§ Excerpted passage:
Relativistic Energy

lylos

1. The problem statement, all variables and given/known data
An Omega- particle has rest energy 1672 MeV and mean lifetime 8.2X10-11 s. It is created and decays in a particle track detector and leaves a track 24mm long. What is the total energy of the Omega- particle?


2. Relevant equations
E=E0/Sqrt(1-v^2/c^2)
E0=1672 MeV
Lorrentz Equations


3. The attempt at a solution
I took the distance and divided by time and found the V would be .967c. Once that was used to then find E. The answer was off. The correct answer was 2330 MeV. I don't know how they got that. My answer was 7678 MeV.

meopemuk

Did you take into account that a moving particle lives longer due to Einstein's time dilation?

Eugene.

lylos

Please ignore.

lylos

I thought that to be the case. Considering the life of the particle is given as 8.2X10^-11 s, I figured that would be the time the particle sees. The 24mm would be the distance it travels that the observer sees. Now connecting these two is where I had issues. Should I assume that the 8.2x10^-11 s is the life of the particle that we observe?

meopemuk

Normally, "mean lifetime" is supposed to be in the particle's rest frame. You were asked to find particle's energy with respect to the observer. The track length is also measured in the observer's frame. Therefore, you should also use the (dilated) lifetime in the same (observer's) frame of reference.

Eugene.

§ Jobs:
1. From the relativistic energy thread, list the numerical quantities given in the problem statement, each with its value.
2. Carry on the relativistic energy thread from its last post.

Stored data entries

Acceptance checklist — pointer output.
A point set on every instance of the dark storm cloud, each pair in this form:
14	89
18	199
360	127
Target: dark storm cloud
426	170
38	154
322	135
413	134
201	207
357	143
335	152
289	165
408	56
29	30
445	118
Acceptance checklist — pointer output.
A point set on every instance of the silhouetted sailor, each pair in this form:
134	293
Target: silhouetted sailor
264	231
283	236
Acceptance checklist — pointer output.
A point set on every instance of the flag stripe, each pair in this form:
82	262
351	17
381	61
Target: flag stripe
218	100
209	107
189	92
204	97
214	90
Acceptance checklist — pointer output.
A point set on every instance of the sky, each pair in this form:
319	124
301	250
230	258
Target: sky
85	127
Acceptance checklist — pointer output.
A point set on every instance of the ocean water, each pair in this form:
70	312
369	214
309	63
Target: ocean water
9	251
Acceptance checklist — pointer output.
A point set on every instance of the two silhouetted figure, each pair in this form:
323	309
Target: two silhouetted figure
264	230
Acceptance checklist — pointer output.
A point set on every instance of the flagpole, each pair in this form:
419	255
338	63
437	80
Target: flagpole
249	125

§ Answers to the problems:
1.
Rest energy: 1672 MeV
Mean lifetime: 8.2X10-11 s
Track length: 24mm

2.
dynamicsolo

Something doesn't seem right about one of the numbers in your problem statement. The light-travel time for 24 mm is 8.01x10^-11 sec. If the particle appears time-dilated in the lab frame, shouldn't the light-travel time for its track length be longer than the rest lifetime of the particle? [The lifetime you quote for the omega-minus appears correct; are you sure about the track length?]

meopemuk

I don't see any contradiction here. You, basically, need to solve a system of two equations. Denoting d=24mm the traveled distance, [itex]t_0 [/itex]= 8.01x10^-11 sec the lifetime at rest, and

[tex] t = t_0 (1 - v^2/c^2)^{-1/2} [/tex]

the lifetime of the moving particle, we can find the velocity from equation

[tex] d = vt [/tex]

This velocity should be lower than the speed of light, of course.

Eugene.

dynamicsolo

Isn't [tex]t_0[/tex] the rest lifetime of the particle? It's the observed time in the lab-frame that should be longer ([tex]\gamma[/tex] > 1). The difficulty is that, in the expression [tex] t = t_0 (1 - v^2/c^2)^{-1/2} [/tex], it is [tex]t_0[/tex] that equals 82 picoseconds, while the lab-frame time is about 80 picoseconds.

The muon illustration is representative. Its rest lifetime is 2.2 microseconds; if it were to travel at the speed of light, it would decay in a distance of 0.66 km. The fact that muons from high-altitude cosmic ray showers are detected on the ground is taken to indicate the effect of time dilation, in which [tex]\gamma[/tex] is in the range of at least 50 to 100, giving it an Earth-frame lifetime sufficient to travel some tens of kilometers, in accordance with d ~ ct. In the rest frame of the muon, it is the distance from its point of creation to the ground that appears contracted by a factor of at least 50 to 100, so it only needs to cover a fraction of a kilometer to the apparently approaching ground, again in accordance with d ~ ct.

If the omega were observed in the lab frame to have a lifetime of 82 picoseconds and covers 24 mm in that time, then its lab-frame velocity would be 0.9763 c, giving
[tex]\gamma[/tex] = 4.617 . But isn't it the moving omega which has the "dilated" lifetime? We would then find a rest lifetime of 82/4.617 = 17.8 picoseconds. If it's the rest lifetime that is "dilated", we should see a lifetime of (4.617)·82 = 379 picoseconds for the lab-frame lifetime and the track would be
(379 picoseconds)(0.9763)(2.998x10^10 cm/sec) = 11.1 cm.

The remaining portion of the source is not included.